- **Objective**: Render the records as a Markdown table with the columns Row and Text, one numbered row per line and blank lines omitted, starting at the line containing "the camera screen?" and ending at the final line of the records.

- **Excerpted records**:
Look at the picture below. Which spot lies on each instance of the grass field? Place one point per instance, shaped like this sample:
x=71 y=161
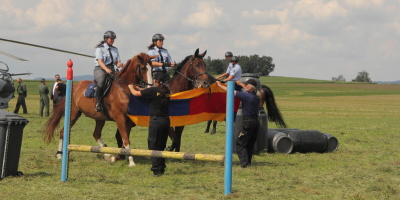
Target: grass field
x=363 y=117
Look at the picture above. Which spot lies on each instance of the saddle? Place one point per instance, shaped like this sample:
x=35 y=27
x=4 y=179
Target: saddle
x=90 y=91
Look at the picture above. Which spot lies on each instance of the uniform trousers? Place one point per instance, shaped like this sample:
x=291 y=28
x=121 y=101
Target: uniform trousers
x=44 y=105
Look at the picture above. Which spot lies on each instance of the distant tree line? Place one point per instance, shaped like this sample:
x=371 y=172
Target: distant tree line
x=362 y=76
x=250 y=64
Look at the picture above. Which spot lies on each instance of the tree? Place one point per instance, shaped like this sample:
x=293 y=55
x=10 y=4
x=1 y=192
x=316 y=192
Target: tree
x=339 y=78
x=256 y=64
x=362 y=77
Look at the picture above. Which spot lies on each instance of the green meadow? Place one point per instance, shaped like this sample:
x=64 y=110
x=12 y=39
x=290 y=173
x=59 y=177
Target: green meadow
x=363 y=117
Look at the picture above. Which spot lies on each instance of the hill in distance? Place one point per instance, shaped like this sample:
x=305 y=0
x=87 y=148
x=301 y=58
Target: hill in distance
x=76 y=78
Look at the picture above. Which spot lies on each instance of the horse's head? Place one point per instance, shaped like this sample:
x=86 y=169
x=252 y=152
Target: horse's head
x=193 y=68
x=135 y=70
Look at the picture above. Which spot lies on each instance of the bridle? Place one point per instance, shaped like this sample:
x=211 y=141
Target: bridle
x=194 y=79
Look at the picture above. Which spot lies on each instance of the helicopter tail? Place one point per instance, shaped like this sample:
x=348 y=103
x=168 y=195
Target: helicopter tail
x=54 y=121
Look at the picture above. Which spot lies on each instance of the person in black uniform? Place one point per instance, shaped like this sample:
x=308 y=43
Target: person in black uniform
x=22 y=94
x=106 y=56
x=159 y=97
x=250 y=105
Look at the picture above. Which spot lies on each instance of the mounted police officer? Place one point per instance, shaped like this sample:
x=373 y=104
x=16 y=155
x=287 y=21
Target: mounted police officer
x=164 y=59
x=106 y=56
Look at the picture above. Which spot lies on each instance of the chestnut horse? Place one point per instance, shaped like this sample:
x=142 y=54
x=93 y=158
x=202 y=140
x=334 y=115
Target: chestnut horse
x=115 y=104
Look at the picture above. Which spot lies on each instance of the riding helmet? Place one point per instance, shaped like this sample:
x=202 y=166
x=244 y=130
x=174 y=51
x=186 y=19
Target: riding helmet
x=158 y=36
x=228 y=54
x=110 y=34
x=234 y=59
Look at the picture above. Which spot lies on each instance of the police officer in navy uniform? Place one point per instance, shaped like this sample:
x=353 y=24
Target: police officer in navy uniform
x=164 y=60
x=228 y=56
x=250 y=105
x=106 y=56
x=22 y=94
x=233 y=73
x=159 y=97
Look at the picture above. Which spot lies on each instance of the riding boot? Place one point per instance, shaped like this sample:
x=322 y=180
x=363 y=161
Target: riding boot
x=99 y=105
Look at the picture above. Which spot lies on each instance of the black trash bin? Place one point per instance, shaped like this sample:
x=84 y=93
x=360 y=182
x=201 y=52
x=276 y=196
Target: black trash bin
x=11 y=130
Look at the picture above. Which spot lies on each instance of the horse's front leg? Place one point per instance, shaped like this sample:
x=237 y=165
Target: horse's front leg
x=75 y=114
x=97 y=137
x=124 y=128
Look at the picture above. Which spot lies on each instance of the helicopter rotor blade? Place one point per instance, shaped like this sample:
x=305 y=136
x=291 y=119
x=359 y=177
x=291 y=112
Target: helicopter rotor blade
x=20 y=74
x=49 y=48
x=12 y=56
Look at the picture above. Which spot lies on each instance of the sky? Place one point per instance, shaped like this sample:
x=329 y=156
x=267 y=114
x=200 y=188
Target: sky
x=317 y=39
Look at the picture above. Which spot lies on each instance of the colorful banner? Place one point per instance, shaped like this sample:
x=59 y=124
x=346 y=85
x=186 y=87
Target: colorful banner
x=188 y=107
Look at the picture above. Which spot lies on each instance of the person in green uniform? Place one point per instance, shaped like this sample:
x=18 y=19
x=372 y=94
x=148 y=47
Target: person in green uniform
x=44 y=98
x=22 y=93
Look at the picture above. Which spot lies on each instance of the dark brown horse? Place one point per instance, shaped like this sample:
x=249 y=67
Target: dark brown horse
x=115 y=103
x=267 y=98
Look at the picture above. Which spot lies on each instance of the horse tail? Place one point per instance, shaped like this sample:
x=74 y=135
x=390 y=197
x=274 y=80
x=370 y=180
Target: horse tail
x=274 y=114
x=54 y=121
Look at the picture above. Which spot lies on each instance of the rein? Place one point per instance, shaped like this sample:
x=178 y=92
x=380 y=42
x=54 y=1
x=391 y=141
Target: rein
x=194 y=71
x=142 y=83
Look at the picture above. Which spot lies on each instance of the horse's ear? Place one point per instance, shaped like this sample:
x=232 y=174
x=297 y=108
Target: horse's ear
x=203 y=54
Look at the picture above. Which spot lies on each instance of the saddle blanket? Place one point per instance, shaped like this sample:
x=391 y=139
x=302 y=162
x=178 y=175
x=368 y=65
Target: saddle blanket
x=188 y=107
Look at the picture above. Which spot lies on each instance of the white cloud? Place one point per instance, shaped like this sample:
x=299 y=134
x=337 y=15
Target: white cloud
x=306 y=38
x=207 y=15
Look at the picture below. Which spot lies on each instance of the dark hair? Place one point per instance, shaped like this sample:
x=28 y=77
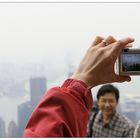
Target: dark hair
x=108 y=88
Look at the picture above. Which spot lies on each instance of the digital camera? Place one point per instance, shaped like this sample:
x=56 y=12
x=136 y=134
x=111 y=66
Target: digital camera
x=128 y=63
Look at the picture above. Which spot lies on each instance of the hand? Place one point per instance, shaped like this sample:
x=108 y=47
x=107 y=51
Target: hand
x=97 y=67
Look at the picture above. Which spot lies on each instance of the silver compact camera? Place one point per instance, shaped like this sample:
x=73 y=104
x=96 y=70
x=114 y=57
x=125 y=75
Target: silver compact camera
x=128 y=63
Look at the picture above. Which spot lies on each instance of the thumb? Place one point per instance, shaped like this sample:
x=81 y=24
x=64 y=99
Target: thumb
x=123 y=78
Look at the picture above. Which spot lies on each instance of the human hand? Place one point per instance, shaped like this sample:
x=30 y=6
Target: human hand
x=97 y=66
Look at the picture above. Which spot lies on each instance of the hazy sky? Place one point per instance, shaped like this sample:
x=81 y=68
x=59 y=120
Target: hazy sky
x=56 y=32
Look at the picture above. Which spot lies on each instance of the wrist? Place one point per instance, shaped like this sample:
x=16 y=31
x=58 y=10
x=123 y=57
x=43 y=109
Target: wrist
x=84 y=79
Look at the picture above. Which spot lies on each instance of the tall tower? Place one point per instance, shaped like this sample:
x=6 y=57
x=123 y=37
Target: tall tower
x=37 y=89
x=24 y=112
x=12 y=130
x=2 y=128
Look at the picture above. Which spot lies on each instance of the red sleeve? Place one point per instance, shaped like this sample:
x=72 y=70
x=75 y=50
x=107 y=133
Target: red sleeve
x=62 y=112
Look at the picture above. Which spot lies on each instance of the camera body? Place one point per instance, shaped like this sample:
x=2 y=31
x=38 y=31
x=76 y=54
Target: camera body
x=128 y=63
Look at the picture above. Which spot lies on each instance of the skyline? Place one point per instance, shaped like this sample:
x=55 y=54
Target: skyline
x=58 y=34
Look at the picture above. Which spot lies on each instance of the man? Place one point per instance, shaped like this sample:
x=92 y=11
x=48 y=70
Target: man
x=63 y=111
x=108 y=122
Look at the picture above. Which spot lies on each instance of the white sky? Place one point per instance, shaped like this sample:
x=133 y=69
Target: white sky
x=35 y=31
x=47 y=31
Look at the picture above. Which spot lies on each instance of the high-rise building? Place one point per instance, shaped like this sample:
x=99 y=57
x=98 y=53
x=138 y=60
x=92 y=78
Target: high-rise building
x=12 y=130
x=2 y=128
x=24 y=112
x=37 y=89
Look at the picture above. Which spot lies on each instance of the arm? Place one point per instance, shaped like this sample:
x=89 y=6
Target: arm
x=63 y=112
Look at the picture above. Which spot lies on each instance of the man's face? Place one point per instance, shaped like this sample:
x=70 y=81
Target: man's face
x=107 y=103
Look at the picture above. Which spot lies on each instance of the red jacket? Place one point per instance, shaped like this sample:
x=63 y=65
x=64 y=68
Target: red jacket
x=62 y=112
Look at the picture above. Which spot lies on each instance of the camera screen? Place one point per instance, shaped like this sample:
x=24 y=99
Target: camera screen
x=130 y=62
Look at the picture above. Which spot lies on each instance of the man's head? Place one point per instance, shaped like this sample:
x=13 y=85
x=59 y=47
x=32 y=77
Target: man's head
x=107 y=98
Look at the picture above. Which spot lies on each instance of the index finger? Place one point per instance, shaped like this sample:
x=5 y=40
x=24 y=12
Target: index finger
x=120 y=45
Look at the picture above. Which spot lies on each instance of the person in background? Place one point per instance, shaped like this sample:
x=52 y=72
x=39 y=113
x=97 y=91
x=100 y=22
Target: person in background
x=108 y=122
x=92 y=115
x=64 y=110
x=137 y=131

- **Result for this task**:
| Row | Text |
|---|---|
| 1 | Look at the picture above. Which spot lies on each instance of the camera screen? Place one point per instance, shaped like this sample: |
| 2 | x=24 y=99 |
| 3 | Target: camera screen |
| 4 | x=130 y=62 |
| 5 | Look at the picture above. Which spot lies on each instance of the man's head? Place one point per instance, shaped like this sample: |
| 6 | x=13 y=85 |
| 7 | x=59 y=47 |
| 8 | x=32 y=77 |
| 9 | Target: man's head |
| 10 | x=107 y=98 |
| 11 | Look at the picture above. Which spot lies on each instance of the index finger? Place one point per instance, shaped like this sample: |
| 12 | x=5 y=40 |
| 13 | x=24 y=12 |
| 14 | Target: index finger |
| 15 | x=120 y=45 |
| 16 | Look at the picture above. Which spot lies on each instance of the person in background? Place one point per instance, shaped like this sample: |
| 17 | x=52 y=72 |
| 18 | x=39 y=113 |
| 19 | x=97 y=91 |
| 20 | x=100 y=22 |
| 21 | Target: person in background |
| 22 | x=108 y=122 |
| 23 | x=92 y=115 |
| 24 | x=64 y=110 |
| 25 | x=137 y=131 |